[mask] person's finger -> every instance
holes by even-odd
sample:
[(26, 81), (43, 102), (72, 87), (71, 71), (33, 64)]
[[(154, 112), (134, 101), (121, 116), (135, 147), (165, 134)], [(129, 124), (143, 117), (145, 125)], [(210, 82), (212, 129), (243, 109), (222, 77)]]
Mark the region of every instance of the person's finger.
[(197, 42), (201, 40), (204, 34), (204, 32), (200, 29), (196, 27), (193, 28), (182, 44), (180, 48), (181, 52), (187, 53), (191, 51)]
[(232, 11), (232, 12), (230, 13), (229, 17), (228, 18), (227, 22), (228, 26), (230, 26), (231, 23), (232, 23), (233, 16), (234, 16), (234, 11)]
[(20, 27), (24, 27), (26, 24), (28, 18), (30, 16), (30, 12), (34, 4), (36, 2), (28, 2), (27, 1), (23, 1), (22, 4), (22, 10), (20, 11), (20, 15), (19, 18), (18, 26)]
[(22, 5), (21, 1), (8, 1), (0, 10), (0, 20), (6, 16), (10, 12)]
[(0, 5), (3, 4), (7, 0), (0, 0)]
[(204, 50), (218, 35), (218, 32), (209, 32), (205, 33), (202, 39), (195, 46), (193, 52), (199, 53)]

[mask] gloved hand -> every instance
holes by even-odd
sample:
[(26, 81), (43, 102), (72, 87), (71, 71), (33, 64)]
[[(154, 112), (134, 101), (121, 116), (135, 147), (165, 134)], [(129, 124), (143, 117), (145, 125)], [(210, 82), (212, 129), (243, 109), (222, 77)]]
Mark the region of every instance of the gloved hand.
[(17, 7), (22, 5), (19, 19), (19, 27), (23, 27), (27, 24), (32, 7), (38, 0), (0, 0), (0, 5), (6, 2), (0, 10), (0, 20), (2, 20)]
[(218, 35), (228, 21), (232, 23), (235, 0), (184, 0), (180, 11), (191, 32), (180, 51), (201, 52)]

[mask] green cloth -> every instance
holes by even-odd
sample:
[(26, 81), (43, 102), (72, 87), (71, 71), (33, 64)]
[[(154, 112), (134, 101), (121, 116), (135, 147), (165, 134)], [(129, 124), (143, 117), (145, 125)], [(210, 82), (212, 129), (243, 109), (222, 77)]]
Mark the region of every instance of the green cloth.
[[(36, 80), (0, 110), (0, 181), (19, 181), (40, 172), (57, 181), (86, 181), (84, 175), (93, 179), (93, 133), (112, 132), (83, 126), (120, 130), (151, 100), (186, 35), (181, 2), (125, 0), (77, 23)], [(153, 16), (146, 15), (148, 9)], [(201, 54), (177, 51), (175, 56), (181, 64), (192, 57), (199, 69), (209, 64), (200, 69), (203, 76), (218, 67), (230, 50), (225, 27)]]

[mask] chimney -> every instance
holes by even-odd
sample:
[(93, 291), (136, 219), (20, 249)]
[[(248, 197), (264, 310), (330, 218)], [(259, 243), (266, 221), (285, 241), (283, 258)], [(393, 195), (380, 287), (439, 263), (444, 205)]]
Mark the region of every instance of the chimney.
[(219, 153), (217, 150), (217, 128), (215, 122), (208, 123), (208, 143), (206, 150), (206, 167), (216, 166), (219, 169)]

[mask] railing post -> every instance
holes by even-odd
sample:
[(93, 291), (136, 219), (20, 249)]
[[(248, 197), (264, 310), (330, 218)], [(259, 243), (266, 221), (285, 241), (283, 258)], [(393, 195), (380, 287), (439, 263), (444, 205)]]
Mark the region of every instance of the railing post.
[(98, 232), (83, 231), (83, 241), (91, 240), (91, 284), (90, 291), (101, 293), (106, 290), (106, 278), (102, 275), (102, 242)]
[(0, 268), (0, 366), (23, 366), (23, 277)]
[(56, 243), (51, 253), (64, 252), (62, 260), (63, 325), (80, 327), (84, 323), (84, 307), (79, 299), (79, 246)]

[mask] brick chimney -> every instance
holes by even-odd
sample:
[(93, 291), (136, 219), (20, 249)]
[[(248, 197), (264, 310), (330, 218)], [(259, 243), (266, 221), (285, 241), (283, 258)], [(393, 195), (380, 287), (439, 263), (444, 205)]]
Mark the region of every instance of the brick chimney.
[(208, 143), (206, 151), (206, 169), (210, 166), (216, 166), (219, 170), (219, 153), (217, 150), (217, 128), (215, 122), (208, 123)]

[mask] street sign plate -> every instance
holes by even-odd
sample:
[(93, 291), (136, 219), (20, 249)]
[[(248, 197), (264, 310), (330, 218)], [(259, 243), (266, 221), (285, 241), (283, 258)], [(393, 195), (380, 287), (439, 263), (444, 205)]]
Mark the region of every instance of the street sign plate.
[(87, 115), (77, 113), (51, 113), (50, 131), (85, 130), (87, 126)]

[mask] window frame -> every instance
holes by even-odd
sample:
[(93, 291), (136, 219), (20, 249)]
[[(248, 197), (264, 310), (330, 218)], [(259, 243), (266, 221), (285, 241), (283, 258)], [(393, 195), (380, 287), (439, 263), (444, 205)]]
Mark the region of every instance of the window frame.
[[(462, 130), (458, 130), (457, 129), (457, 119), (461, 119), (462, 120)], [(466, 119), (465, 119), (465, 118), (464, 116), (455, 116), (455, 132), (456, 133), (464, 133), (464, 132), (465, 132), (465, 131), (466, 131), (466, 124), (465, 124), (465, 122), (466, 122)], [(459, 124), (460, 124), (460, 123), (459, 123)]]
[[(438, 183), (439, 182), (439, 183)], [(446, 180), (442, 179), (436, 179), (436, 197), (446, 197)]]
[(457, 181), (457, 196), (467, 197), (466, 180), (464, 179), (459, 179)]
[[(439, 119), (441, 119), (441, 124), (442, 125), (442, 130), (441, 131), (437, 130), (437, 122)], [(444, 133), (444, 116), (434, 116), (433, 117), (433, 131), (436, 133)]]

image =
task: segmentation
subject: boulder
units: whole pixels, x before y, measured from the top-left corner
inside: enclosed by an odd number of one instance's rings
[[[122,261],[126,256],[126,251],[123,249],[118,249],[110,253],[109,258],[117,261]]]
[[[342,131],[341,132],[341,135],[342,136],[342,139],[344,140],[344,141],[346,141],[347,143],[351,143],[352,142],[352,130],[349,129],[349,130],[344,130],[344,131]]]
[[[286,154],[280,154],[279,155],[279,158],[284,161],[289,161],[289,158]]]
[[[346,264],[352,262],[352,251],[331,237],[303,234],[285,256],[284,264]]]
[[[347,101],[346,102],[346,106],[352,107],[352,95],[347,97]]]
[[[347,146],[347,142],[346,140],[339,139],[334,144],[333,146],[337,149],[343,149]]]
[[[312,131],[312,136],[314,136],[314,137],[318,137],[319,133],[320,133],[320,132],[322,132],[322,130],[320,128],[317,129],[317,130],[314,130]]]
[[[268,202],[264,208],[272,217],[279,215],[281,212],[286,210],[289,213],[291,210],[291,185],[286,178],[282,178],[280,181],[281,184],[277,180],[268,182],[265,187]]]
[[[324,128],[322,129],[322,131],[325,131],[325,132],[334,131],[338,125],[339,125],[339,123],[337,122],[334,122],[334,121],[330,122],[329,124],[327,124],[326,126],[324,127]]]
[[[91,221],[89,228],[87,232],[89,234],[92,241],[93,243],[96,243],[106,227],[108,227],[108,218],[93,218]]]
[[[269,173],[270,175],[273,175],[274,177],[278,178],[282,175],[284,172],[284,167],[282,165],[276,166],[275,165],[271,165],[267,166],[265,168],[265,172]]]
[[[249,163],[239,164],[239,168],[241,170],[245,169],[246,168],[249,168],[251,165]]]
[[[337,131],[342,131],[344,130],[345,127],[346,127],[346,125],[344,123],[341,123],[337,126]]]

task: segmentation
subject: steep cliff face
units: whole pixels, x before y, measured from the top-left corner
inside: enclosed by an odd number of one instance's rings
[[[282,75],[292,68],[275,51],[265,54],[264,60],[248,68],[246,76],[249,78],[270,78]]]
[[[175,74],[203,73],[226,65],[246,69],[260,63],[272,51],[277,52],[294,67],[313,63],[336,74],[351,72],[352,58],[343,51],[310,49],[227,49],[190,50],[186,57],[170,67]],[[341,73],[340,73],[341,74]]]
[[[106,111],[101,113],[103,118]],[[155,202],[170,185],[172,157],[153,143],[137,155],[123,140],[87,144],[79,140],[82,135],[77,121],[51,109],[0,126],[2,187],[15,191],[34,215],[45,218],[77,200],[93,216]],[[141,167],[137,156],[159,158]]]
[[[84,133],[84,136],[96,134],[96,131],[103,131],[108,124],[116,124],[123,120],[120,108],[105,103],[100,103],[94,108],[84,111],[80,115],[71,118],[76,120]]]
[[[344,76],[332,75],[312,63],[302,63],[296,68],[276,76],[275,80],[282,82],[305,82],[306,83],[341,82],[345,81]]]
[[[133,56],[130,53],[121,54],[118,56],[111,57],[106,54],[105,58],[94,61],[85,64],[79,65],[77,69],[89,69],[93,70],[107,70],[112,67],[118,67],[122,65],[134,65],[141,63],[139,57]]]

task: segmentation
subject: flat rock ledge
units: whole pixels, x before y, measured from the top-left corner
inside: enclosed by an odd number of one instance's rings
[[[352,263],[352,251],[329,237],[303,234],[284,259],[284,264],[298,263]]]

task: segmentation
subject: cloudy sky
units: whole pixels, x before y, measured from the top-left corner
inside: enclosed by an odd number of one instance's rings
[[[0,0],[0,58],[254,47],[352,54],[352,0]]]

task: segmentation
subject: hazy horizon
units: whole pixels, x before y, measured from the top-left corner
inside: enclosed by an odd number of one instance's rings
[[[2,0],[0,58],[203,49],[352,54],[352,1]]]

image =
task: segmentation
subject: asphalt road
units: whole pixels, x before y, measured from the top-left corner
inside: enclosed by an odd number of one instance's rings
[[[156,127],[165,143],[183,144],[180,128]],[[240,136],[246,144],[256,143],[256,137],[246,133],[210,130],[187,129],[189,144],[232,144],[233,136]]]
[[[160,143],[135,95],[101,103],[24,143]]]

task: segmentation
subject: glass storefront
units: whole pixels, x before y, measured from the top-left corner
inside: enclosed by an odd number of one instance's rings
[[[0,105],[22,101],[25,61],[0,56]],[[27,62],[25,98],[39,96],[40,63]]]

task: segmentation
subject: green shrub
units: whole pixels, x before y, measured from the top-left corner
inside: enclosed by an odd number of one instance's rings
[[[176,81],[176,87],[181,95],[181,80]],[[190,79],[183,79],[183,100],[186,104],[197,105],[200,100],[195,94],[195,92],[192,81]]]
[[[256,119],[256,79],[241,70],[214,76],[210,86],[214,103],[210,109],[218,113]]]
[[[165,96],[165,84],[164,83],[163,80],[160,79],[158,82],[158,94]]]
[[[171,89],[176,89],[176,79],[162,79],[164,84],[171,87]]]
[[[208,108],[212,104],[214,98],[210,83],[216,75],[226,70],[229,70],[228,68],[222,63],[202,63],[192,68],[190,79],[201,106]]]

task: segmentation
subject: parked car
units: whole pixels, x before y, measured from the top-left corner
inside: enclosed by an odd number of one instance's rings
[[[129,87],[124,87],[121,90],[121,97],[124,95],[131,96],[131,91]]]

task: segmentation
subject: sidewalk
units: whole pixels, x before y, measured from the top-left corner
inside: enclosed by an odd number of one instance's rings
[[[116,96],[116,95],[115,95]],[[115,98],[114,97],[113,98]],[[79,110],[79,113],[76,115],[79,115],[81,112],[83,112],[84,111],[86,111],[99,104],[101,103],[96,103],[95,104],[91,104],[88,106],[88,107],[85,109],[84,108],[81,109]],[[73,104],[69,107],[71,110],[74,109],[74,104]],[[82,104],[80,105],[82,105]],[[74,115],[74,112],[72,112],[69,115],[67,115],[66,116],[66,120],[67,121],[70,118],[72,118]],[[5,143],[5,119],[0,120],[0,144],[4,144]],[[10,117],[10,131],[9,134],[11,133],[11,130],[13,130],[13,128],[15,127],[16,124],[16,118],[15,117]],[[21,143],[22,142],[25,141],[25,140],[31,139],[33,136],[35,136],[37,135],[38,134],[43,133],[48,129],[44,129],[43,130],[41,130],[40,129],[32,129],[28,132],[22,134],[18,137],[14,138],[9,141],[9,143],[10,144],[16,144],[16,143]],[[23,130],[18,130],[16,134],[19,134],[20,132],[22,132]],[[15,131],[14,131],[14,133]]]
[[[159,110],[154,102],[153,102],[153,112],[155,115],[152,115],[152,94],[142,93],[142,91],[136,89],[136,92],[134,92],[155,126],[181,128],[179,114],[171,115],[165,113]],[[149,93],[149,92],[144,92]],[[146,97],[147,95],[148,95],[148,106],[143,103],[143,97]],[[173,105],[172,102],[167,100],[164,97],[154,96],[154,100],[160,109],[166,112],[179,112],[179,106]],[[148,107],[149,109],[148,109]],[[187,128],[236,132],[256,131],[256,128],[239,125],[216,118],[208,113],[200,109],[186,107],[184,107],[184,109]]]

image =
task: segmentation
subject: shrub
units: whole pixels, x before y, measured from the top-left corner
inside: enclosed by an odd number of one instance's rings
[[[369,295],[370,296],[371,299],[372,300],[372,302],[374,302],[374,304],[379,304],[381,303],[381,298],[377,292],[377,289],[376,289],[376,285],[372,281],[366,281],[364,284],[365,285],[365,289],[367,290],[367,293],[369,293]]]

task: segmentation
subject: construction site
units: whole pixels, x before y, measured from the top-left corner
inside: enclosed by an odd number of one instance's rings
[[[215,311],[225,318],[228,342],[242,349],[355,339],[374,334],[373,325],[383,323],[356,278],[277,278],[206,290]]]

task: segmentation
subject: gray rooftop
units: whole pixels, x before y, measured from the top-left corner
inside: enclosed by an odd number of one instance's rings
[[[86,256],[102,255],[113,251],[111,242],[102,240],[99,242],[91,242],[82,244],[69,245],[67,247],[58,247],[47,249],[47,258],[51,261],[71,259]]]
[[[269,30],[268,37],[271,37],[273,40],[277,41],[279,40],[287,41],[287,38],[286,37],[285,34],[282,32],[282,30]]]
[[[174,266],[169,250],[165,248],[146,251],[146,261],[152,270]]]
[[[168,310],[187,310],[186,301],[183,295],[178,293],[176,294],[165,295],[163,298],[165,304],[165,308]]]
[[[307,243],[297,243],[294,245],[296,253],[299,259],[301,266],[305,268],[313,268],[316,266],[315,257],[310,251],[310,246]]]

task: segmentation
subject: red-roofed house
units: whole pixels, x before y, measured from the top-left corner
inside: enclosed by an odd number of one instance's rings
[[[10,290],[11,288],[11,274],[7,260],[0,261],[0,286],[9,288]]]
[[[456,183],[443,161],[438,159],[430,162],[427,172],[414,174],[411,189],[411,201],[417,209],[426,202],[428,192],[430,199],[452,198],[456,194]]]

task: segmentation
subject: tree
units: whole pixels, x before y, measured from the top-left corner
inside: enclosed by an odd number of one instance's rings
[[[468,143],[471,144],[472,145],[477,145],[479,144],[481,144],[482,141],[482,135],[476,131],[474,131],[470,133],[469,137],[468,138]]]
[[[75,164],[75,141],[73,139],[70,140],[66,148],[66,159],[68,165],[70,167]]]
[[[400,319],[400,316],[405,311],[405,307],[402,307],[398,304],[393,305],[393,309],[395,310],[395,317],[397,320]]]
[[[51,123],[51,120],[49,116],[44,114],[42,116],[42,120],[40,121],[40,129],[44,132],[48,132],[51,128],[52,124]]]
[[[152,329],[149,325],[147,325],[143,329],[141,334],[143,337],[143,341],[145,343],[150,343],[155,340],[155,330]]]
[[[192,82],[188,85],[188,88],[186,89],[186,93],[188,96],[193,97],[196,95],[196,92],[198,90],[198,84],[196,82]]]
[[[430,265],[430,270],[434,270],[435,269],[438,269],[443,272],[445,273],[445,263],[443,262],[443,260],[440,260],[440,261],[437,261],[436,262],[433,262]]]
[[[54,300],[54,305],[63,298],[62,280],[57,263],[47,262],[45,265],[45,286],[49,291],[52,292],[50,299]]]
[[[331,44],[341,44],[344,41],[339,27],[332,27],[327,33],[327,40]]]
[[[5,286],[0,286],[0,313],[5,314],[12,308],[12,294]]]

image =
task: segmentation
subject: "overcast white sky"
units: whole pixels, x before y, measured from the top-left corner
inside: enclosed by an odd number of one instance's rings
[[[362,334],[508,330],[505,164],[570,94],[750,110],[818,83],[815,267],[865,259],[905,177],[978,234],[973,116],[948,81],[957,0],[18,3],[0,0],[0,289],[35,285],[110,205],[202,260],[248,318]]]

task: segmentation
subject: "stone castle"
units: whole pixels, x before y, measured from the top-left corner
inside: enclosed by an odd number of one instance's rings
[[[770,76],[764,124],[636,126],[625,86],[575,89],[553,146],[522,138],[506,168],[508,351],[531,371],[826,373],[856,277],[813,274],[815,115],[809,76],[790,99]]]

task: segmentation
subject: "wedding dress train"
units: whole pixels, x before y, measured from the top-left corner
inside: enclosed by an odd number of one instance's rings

........

Reproduce the entries verbatim, starting at the very first line and ending at the line that contains "52), (199, 53)]", including that line.

▶ **Expected answer**:
[mask] person's finger -> every instance
holes by even-odd
sample:
[(26, 81), (43, 102), (72, 87), (71, 71), (33, 64)]
[[(154, 112), (134, 101), (121, 116), (135, 147), (165, 134)], [(129, 124), (143, 117), (145, 125)], [(210, 82), (212, 129), (243, 109), (222, 77)]]
Mark the region of every instance of the person's finger.
[(197, 42), (201, 40), (204, 34), (204, 32), (200, 29), (196, 27), (193, 28), (182, 44), (180, 48), (181, 52), (187, 53), (191, 51)]
[(232, 11), (232, 12), (230, 13), (229, 17), (228, 18), (227, 22), (228, 26), (230, 26), (231, 23), (232, 23), (233, 16), (234, 16), (234, 11)]
[(20, 27), (24, 27), (26, 24), (28, 18), (30, 16), (30, 12), (34, 4), (36, 2), (28, 2), (27, 1), (23, 1), (22, 4), (22, 10), (20, 11), (20, 15), (19, 18), (18, 26)]
[(22, 5), (21, 1), (8, 1), (0, 10), (0, 20), (6, 16), (10, 12)]
[(0, 5), (3, 4), (7, 0), (0, 0)]
[(204, 50), (218, 35), (218, 32), (209, 32), (205, 33), (202, 39), (195, 46), (193, 52), (199, 53)]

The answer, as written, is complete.